• [What to work on]
[a] In the abstract on confined flowing polymer solutions, which two channel geometries does the title name?
[b] In the abstract on confined polymer solutions, swap "Department of Chemical and Biological Engineering" for "Department of Chemical Engineering" and write out the stretch from "Juan P. Hernandez-Ortiz, Departamento" through "Madison, WI 53706.".
[c] Write the next part of the abstract on confined flowing polymer solutions, picking up after its author list.

• [Study text]
.....

422d Concentration Effects on Hydrodynamically Interacting Confined Flowing Polymer Solutions: Slit and Grooved Channels

Juan P. Hernandez-Ortiz, Departamento de Materiales, Universidad Nacional de Colombia, Sede Medellin, Carrera 80, #65-223, Bloque M3-050, Medellin, Colombia, Michael D. Graham, Department of Chemical and Biological Engineering, University of Wisconsin-Madison, Madison, WI 53706, and Juan J. De Pablo, Department of Chemical and Biological Engineering, University of Wisconsin, 1415 Engineering Drive, Madison, WI 53706.

.....

• [Dataset content]
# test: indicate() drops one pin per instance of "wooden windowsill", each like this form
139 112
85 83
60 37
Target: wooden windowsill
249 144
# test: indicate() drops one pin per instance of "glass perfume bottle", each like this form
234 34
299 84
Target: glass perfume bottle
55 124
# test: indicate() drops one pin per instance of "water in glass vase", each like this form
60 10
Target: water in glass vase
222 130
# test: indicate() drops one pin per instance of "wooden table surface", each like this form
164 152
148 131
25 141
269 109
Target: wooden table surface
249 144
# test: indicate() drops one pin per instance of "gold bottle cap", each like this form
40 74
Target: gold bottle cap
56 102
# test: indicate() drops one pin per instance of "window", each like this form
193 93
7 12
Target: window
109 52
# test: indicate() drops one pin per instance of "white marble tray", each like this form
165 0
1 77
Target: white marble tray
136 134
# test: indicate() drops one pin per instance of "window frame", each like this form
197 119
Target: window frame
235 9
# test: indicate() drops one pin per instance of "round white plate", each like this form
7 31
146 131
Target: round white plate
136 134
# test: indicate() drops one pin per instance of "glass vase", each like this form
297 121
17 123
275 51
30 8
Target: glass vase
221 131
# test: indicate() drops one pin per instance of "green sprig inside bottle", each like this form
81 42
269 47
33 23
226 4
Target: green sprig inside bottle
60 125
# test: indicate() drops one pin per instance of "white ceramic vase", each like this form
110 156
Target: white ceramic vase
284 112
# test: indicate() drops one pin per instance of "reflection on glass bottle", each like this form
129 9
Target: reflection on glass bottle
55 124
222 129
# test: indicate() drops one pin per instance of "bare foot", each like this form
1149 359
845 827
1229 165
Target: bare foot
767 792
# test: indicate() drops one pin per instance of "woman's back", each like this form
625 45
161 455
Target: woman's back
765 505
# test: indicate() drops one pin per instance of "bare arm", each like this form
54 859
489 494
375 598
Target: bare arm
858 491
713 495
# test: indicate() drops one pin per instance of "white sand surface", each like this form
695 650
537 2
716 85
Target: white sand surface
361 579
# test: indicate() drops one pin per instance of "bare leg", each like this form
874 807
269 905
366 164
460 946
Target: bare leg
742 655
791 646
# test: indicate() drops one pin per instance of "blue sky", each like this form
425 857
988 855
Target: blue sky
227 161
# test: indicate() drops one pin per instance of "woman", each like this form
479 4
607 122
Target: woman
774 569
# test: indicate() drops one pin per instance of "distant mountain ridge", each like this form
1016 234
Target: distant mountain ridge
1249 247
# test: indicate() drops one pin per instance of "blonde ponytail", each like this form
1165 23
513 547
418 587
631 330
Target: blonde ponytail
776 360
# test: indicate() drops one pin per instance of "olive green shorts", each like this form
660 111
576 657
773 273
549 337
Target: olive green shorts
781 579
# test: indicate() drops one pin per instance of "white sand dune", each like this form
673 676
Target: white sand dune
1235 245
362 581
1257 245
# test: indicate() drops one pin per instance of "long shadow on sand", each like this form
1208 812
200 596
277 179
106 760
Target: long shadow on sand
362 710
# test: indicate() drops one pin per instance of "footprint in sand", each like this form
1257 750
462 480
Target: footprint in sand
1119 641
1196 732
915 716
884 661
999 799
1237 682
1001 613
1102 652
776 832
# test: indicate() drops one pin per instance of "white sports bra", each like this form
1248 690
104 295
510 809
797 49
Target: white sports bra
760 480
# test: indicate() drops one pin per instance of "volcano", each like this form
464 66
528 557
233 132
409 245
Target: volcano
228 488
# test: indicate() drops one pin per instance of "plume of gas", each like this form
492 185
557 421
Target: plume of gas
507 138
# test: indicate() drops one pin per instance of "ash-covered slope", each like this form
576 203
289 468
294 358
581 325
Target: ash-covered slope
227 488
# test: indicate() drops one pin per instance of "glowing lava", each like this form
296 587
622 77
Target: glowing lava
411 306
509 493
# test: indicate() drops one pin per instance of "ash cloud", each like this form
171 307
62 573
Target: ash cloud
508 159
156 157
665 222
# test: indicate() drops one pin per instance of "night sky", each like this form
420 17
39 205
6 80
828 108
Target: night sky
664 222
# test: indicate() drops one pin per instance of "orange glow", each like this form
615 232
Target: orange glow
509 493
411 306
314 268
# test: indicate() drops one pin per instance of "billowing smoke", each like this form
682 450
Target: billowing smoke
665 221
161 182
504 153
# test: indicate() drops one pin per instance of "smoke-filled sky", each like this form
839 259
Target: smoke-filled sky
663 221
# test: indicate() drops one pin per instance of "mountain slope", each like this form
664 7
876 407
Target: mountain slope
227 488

.....

• [Numbered answers]
[a] Slit and grooved channels.

[b]
Juan P. Hernandez-Ortiz, Departamento de Materiales, Universidad Nacional de Colombia, Sede Medellin, Carrera 80, #65-223, Bloque M3-050, Medellin, Colombia, Michael D. Graham, Department of Chemical Engineering, University of Wisconsin-Madison, Madison, WI 53706, and Juan J. De Pablo, Department of Chemical Engineering, University of Wisconsin, 1415 Engineering Drive, Madison, WI 53706.

[c]
We present results of simulations of solutions of flexible polymers molecules during flow in slit and grooved channels. A self-consistent coarse-grained Langevin description of the polymer dynamics is adopted in which hydrodynamic effects are included through a Green's function formalism. The O(N) General Geometry Ewald-like Method is used to calculate the confined Stokeslet and concentrations in the range from ultra-dilute to semi-dilute (near the overlap concentration). As concentration increases, the hydrodynamic migration effects observed in dilute solution unidirectional flows become less prominent, virtually vanishing as the overlap concentration is approached. However, the lower concentration in the near-wall region increases the shear rate, giving rise to an apparent-slip layer. In a grooved channel, the groove is almost completely depleted of polymer chains at high Weissenberg number in the dilute limit, but at finite concentration this depletion effect is dramatically reduced. Only upon inclusion of hydrodynamic interactions can these phenomena be properly captured.